> Required work: Filter the entries for lines with the word "orange".

> Data listing:
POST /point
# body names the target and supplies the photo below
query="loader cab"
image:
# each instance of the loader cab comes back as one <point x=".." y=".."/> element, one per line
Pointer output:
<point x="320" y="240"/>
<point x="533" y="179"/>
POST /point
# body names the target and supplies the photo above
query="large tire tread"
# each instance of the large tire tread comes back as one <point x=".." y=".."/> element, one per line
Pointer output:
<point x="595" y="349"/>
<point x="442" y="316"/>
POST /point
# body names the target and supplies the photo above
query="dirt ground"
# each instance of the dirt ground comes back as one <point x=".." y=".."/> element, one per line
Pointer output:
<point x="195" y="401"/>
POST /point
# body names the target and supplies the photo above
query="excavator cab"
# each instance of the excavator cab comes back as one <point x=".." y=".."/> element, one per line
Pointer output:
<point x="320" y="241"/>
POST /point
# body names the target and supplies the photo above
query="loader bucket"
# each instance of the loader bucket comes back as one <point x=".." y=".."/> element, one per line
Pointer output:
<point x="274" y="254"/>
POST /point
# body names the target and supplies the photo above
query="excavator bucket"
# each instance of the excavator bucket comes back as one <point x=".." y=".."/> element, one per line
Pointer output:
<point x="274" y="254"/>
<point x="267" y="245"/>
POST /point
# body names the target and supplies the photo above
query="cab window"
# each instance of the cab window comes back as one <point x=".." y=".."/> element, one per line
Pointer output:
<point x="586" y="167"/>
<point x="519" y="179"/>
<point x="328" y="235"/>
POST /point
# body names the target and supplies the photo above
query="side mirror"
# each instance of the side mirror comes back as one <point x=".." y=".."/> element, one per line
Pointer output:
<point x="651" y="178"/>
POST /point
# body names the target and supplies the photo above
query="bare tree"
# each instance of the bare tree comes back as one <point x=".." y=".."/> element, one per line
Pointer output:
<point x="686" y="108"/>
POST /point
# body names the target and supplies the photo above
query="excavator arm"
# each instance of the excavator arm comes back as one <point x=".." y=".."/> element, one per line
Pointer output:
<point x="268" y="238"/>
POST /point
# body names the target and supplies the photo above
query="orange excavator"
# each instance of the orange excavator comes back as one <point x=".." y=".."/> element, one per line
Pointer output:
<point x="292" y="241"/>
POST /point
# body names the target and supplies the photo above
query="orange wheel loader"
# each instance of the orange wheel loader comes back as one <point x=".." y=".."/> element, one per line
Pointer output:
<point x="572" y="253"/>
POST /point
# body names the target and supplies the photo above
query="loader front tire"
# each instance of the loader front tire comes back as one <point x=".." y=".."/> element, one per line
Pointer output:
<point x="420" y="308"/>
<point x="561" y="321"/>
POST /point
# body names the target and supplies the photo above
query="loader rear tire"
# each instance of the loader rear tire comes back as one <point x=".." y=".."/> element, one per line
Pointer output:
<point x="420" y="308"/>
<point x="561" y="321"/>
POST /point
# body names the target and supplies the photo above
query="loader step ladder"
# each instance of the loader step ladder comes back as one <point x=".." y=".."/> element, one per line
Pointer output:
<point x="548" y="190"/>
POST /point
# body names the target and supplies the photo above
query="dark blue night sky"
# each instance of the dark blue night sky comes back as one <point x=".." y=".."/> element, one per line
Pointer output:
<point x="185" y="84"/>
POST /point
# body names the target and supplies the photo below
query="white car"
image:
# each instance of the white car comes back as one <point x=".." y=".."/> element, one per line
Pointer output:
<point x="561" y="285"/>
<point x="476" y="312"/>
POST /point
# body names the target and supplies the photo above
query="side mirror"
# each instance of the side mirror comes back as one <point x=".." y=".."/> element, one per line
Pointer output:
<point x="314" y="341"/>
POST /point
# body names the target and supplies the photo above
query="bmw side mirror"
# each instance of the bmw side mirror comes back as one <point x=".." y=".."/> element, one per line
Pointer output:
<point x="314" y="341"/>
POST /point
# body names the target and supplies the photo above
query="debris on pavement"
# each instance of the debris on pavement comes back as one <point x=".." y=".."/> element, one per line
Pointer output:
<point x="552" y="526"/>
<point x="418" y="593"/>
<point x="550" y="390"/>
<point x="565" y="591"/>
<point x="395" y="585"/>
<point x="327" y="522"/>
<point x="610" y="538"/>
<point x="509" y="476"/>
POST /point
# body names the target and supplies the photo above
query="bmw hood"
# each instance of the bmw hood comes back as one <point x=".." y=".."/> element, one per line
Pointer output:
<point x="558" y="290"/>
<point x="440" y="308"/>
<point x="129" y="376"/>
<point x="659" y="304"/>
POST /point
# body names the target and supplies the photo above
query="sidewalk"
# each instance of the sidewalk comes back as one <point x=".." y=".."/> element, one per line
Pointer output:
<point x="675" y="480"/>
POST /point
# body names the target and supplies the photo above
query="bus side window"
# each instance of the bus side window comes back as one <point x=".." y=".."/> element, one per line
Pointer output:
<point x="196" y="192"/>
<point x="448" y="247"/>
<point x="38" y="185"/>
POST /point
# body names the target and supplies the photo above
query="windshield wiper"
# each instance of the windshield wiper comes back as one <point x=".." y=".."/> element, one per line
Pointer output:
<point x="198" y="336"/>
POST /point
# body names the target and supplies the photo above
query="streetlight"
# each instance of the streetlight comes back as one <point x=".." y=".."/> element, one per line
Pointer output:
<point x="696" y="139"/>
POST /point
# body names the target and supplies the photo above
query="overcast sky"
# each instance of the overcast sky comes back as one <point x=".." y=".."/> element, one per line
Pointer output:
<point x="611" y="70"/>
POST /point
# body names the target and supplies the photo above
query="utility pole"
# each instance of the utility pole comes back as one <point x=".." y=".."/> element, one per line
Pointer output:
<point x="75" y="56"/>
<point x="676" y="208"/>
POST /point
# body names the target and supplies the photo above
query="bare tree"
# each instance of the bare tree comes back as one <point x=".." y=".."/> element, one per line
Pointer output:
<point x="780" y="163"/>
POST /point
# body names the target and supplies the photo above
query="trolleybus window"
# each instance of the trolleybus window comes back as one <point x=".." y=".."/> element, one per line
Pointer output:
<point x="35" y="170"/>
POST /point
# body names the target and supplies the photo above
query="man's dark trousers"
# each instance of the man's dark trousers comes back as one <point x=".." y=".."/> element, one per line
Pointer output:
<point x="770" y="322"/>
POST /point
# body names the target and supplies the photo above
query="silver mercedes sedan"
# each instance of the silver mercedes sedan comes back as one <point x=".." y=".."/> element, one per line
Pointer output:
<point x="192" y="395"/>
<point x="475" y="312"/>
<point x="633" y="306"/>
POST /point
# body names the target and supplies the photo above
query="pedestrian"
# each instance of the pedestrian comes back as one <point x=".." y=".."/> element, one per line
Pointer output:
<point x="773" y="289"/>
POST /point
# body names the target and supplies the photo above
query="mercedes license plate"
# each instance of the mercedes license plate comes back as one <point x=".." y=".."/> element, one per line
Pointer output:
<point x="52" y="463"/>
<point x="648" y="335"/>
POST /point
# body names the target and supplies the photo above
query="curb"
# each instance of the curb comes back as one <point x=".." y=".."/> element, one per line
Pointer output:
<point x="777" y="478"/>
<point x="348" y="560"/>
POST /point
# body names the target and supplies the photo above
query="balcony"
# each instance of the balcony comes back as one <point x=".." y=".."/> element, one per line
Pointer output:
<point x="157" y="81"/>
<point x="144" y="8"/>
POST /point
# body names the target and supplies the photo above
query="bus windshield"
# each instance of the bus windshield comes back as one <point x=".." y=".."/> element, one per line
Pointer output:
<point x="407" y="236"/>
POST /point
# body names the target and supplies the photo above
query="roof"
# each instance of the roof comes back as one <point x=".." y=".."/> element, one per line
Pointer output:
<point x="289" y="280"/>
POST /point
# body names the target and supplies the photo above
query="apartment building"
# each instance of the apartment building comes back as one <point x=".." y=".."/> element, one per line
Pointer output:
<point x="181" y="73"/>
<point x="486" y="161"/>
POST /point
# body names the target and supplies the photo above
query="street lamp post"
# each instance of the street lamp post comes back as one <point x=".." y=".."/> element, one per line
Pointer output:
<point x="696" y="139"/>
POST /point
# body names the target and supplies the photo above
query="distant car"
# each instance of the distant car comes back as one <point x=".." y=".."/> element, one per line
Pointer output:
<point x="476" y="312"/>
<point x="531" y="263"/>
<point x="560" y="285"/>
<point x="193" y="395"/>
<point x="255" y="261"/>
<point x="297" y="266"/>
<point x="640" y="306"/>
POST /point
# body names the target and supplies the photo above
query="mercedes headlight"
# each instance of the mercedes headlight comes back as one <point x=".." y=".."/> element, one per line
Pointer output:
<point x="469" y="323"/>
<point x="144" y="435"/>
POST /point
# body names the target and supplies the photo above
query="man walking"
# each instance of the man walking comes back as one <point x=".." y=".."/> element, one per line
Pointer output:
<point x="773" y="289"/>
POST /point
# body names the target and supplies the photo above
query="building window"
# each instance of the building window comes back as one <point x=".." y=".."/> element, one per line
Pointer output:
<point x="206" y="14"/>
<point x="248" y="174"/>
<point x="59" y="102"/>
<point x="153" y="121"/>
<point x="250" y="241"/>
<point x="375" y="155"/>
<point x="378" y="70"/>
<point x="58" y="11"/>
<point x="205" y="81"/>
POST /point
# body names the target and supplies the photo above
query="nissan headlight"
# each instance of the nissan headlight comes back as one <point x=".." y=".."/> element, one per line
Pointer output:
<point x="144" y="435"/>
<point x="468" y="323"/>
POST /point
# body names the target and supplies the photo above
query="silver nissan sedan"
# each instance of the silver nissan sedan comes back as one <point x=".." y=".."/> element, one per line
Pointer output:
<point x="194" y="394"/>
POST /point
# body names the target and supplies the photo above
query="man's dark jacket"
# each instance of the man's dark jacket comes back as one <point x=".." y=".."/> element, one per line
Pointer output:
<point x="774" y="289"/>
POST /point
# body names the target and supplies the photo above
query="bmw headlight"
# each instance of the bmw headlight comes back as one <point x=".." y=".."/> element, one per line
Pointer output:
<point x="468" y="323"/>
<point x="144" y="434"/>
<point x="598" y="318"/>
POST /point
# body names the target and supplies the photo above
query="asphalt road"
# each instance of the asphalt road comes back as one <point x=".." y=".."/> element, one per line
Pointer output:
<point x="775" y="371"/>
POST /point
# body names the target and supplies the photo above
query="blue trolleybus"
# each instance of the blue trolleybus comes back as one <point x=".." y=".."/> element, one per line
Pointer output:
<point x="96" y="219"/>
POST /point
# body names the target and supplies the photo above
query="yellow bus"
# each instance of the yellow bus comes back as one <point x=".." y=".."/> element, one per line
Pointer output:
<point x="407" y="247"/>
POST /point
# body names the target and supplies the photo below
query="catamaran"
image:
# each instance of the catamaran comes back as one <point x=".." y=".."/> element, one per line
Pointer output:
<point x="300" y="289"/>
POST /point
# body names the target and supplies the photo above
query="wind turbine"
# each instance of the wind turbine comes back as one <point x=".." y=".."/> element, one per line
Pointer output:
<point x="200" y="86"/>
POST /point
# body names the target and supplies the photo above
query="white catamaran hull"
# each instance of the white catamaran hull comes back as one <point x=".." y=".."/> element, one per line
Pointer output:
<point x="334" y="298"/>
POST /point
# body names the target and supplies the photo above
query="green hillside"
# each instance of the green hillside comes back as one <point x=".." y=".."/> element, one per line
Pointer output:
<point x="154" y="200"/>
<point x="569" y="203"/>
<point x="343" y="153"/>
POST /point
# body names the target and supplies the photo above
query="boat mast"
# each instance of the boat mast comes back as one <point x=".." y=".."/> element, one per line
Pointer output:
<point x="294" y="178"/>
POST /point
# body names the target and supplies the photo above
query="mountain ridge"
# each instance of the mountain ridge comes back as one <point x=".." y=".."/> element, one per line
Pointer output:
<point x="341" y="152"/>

> Answer:
query="orange excavator"
# each instance of the orange excavator comes back as one <point x=".." y=".."/> element, one per line
query="orange wheel loader"
# each instance of the orange wheel loader comes back as one <point x=".." y=".."/> element, one per line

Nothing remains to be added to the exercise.